**Document passage**
• • • • • • •
It’s that time of the month again—time to check in with our trusty local real estate mouthpieces “reporters” in the local press. What do Rhodes, Cohen, Benbow, Boone, and newcomer Dan Beekman (with the Tacoma News Tribune) have for us this month? Read on to find out…

Warning: Sarcasm Ahead

Elizabeth Rhodes, Seattle Times:
Housing prices defy logic, keep climbing

Economics 101 teaches that prices should drop when the supply increases dramatically, but the Seattle area’s housing market keeps confounding that conventional wisdom.

Prices of King County houses and condominiums last month increased 9 percent compared to a year earlier — even while the number of available properties grew 51 percent.

This continues a trend that has persisted for several months.

Why rising inventory isn’t having the anticipated effect is hard to pin down, but there are theories.

All revolve around the idea that an increase in the number of for-sale homes isn’t necessarily a negative factor that would cause prices to fall.

Ms. Rhodes’ “theories” are nonsensical and misleading. They’re not even worth quoting and wasting time debunking. However, I’ve got a theory of my own, but I’m saving it for a post all its own later this week. Stay tuned, I think you’ll find it compelling.

Aubrey Cohen, Seattle P-I:
Condos driving the housing market

Condominiums increasingly are driving Seattle’s housing market, according to new information released Monday.

The number of Seattle homes for sale in July shot up 50 percent from a year earlier, while sales increased 6 percent and the median price bumped up 1.8 percent to $427,453, according to Northwest Multiple Listing Service data. Condos accounted for 39 percent of homes on the market and 32 percent of July sales, up from 32 percent and 28.5 percent a year earlier.

With Seattle’s single-family-home neighborhoods basically full, condos and townhouses are about all that’s getting built these days, meaning they’re quickly becoming a bigger and bigger share of the market.

What does this mean for overall market? For one, condos are driving up inventory and sales, which increased 34 percent and 1.2 percent, respectively, among Seattle homes alone, excluding condos, in July, compared with a year earlier.

And, because condos tend to sell for less, they drag down the median price for all sales. The median house price excluding condos in July was up 5.7 percent from a year earlier, while the median for condos alone was up 4.7 percent. Townhouses have a similar effect.

Is it just me, or does Aubrey’s article this month seem like little more than a slight rewrite of last month’s piece? Okay. We get it. Condos sales aren’t slowing down as much as single-family homes. Woop-dee-do.

Dan Beekman, Tacoma News Tribune:
County home prices inch up

Home prices in Pierce County rebounded slightly in July after appreciation sputtered in June.
• • • • • • •
**List of tasks**
A: Answer these about the housing-coverage roundup:
(i) By what percentage did prices of King County houses and condominiums rise last month compared with a year earlier?
(ii) What was Seattle's July median price, according to Northwest Multiple Listing Service data?
(iii) Which newspaper does Dan Beekman write for?
B: Carry on the housing-coverage roundup from its final sentence.

**Data lines**
• • • • • • •
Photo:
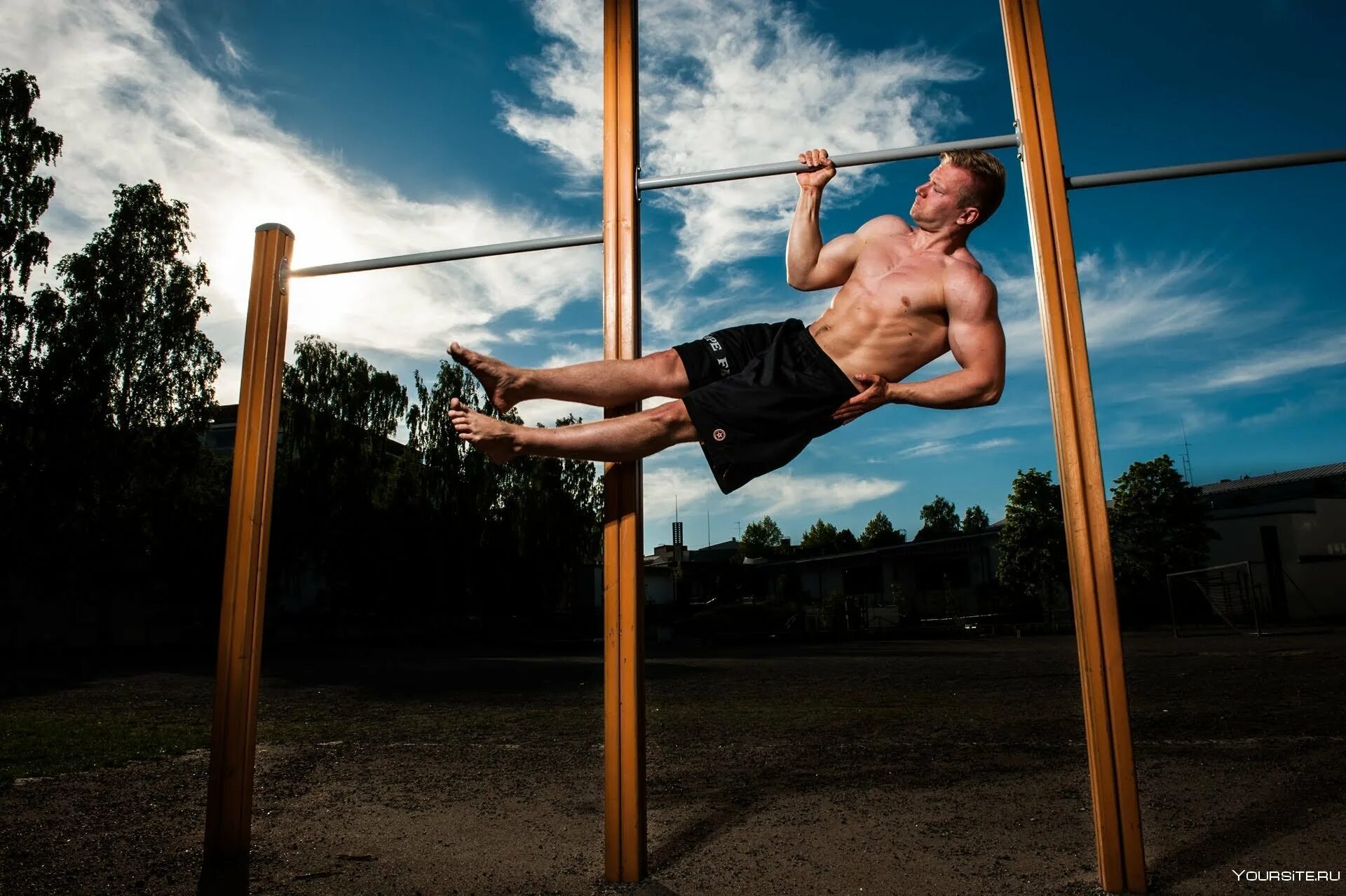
• • • • • • •
**Responses per task**
A:
(i) 9 percent
(ii) $427,453
(iii) The Tacoma News Tribune

B:
The median sales price for July was $281,400, according to figures released Monday by the Northwest Multiple Listing Service. The price represents a 1.4 percent increase over June and a 3.31 percent jump from July 2006. In June, median prices grew less than 1 percent from the year before and declined from May.

East Pierce County has a surplus of empty new homes.

“When you give people so many choices they can’t make a decision, they won’t,” [Windermere broker Dick] Beeson said. “When there are fewer homes, people make quick decisions and buy.”

According to Beeson, Lakewood’s housing market has begun to rebound. North Tacoma homes are selling within four months, on average, and the University Place market remains strong.

Others in the industry agreed.

Looks like Mr. Beekman is a “quote the salesmen” kind of real estate reporter. It’s a pity. Personally I prefer Devona Wells’ slightly more frank style.

Mike Benbow, Everett Herald
County housing boom finally fades

If you can trust the numbers, Snohomish County’s red hot real estate market of the past six or seven years is officially over for now.

Consider these digits released Monday by the Northwest Multiple Listing Service for July sales:

57. The percentage rise in the number of homes available on the market during the past year.

17. The percentage that home sales have dropped in Snohomish County between now and a year ago.

4. The percentage increase in home prices since July 2006.

“It’s transitional,” said Vern Holden, a Windermere broker in Mill Creek.

Holden described the old market in the county as a “pure sellers market” where buyers had to act fast, had few choices, found getting a mortgage to be easy and were pretty much stuck with rising prices.

Things are clearly different now, he added.

“It’s moving to a more balanced market, maybe even a buyers market in the near future, he said.

Oh, it’s transitional, all right. I predict it will transition straight on through the “balanced market,” past the “buyer’s market,” and end up somewhere in the general vicinity of the “everyone hates real estate” market.

Rolf Boone, The Olympian
Sales tepid for homes, condos

Thurston County sales of single-family homes and condominiums are struggling to measure up to last year’s hot real estate market as sales dropped about 15 percent in July, the Northwest Multiple Listing Service reported Monday.

In July, 396 houses and condos sold, compared to 464 for the same period last year, the data show.

Meanwhile, combined house and condo median prices continued to rise, up 7 percent from $257,278 to $275,174, according to the data.

Besides higher inventory levels, other factors that have slowed down the South Sound housing market include higher mortgage interest rates, more new construction and slower rates of home price appreciation, Abbey Realty real estate agent Ted Leland said.

“A lot of people got spoiled with low mortgage interest rates and the high rates of appreciation,” Leland said.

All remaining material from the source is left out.